# Selected excerpt:
⁂

- At least two-thirds of plant-based meat producers would be likely to incorporate cultivated fat into their products if it makes an improvement in taste, texture or clean label attributes, according to a new survey by cultivated fat producer Peace of Meat.
- Peace of Meat, which is owned by cell-based meat provider Meat-Tech 3D cultivates fat from chicken and duck cells. It is working with other manufacturers to commercialize hybrid products that use cultured fat melded with plant-based protein sources, the company told Food Ingredients First.
- Plant-based protein sources continue to gain marketshare, but are still far behind the dollar sales generated by the conventional meat industry. Companies are working to improve the taste of vegan alternatives to persuade meat eaters to make the switch.
Taste continues to pose a significant barrier to companies looking to convince carnivores to try plant-based products. A 2019 Kerry white paper found taste was meat-eating consumers' top consideration when choosing plant-based substitutes. However, the survey from Peace of Meat showed clean labels and texture may be even more powerful motivators to manufacturers looking to increase the adoption of plant-based alternatives.
A survey by The NPD Group found 89% of plant-based meat consumers were meat eaters. This means it is vital for plant-based protein manufacturers to match the taste and texture profile they are accustomed to from animals. Achieving this goal has posed challenges, since vegetable fats have a tendency to escape from plant-based meat alternatives during cooking, reducing the characteristic juiciness of animal protein. And fat also imparts flavor.
Peace of Meat is working to solve this conundrum by working with plant-based meat producers to create craveable products that are a hybrid of plant-based ingredients and cultivated fat. While these products would not be vegan, they also would not be derived from animals. Cultivated fat is produced by growing fat cells taken from an animal in a nutrient solution. It is identical to fat from a slaughtered animal, but does not require that an animal be killed.

⁂

# Excerpted data:
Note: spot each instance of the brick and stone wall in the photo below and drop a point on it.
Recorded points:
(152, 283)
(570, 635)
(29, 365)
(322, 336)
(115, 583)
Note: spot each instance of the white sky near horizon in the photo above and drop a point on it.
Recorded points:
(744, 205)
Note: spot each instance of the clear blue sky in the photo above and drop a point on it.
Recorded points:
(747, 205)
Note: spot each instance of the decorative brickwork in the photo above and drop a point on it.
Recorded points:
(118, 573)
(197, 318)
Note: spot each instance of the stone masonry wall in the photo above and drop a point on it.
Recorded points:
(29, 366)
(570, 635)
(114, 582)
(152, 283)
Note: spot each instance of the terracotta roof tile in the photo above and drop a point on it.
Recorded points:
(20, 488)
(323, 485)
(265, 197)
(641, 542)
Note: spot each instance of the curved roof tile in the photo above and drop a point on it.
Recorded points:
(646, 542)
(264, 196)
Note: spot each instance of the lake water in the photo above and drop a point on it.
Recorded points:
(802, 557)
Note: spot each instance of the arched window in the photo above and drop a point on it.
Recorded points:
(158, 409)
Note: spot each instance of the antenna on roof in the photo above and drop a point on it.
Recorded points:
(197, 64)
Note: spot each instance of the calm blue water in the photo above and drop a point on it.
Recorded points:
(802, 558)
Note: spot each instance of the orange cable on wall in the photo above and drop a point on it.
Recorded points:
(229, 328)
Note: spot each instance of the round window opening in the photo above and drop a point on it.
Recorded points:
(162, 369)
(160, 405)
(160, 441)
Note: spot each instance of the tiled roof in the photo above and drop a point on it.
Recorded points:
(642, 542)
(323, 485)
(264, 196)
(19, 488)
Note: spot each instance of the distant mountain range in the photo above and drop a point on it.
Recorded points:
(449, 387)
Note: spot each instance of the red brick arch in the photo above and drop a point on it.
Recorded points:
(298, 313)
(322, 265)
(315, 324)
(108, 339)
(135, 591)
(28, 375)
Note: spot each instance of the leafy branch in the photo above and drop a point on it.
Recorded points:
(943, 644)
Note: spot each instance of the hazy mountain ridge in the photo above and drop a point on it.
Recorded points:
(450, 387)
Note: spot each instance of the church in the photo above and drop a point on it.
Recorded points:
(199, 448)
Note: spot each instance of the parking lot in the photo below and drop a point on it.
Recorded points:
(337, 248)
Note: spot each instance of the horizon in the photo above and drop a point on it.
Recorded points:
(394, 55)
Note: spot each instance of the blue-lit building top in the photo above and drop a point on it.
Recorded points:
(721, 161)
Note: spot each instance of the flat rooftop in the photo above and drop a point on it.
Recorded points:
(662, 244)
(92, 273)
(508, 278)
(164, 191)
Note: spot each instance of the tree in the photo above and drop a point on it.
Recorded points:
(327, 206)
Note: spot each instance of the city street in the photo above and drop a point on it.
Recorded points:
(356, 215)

⁂

# Tasks and exercises:
• A. In the article on cultivated fat for plant-based meat, rewrite the passage from "Peace of Meat is" to "animal be killed.", with "growth medium" in place of "nutrient solution".
• B. Pick up the article on cultivated fat for plant-based meat after its last sentence and keep writing.

# Answers given:
• A.
Peace of Meat is working to solve this conundrum by working with plant-based meat producers to create craveable products that are a hybrid of plant-based ingredients and cultivated fat. While these products would not be vegan, they also would not be derived from animals. Cultivated fat is produced by growing fat cells taken from an animal in a growth medium. It is identical to fat from a slaughtered animal, but does not require that an animal be killed.

• B.
Using cultivated animal fat in a plant-based product has the potential to minimize the number of binding agents, flavors and other ingredients traditionally used in the segment. It also could improve the nutritional profiles of products. While consumers say plant-based alternatives make them feel healthier, some dietitians argue that the amounts of sodium and saturated fat in plant-based burgers can be about the same as those made of beef. By incorporating cultivated animal fat, companies can theoretically use fats that have increased levels of better-for-you components like omega-3s.
That said, cultivated fat is a new concept with no products commercially available. Many companies are busy in the R&D phase. In order to get products to market, the potential regulatory framework is unclear in most countries. The only jurisdiction that has approved cell-based products so far is Singapore, which greenlighted cultured chicken nuggets from Eat Just in December. The approval is specific to one particular cell line, Eat Just has said.
Peace of Meat, which was recently acquired by Meat-Tech, does not expect to have a product range commercially available before 2022. Even when products do appear, they likely will be at a premium price and in very limited quantity. Meat-Tech officials told Food Dive before the acquisition was finalized that they are hoping to have cell-based fat available before its more comprehensive meat products because of the potential for its use as an ingredient in these more hybrid types of products.